» **Work required**: Find the string "baseboard" in the data, then copy every line where it is found.

» **Material provided**:
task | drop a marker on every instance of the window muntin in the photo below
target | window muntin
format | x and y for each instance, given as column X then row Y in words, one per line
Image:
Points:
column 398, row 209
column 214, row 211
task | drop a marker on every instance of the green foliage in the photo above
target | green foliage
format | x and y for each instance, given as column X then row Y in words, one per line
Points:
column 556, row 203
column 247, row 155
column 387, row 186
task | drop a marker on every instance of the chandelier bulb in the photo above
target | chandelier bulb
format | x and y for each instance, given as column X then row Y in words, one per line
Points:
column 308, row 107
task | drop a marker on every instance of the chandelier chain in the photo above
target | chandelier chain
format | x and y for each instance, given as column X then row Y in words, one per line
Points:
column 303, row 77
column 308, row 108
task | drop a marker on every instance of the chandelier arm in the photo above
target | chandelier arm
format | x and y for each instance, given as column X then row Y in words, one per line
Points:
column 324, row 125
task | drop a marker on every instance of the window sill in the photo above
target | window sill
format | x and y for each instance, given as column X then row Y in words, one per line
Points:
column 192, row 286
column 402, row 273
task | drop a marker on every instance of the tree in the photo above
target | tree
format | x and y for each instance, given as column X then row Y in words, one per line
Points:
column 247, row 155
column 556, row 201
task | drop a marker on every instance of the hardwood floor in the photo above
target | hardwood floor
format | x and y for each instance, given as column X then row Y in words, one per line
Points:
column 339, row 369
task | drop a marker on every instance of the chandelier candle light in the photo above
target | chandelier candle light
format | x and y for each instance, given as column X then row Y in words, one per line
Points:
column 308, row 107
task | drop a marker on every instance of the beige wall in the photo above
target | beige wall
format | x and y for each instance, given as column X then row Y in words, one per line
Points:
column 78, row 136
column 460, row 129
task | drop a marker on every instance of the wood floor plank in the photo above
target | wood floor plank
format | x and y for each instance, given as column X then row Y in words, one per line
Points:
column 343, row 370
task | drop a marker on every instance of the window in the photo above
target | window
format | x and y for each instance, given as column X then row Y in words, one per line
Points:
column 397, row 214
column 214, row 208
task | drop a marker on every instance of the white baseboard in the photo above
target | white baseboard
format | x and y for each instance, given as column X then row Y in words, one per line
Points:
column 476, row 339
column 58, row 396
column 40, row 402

» **Response for this exercise**:
task | drop a marker on every instance of the white baseboard in the photo above
target | white baseboard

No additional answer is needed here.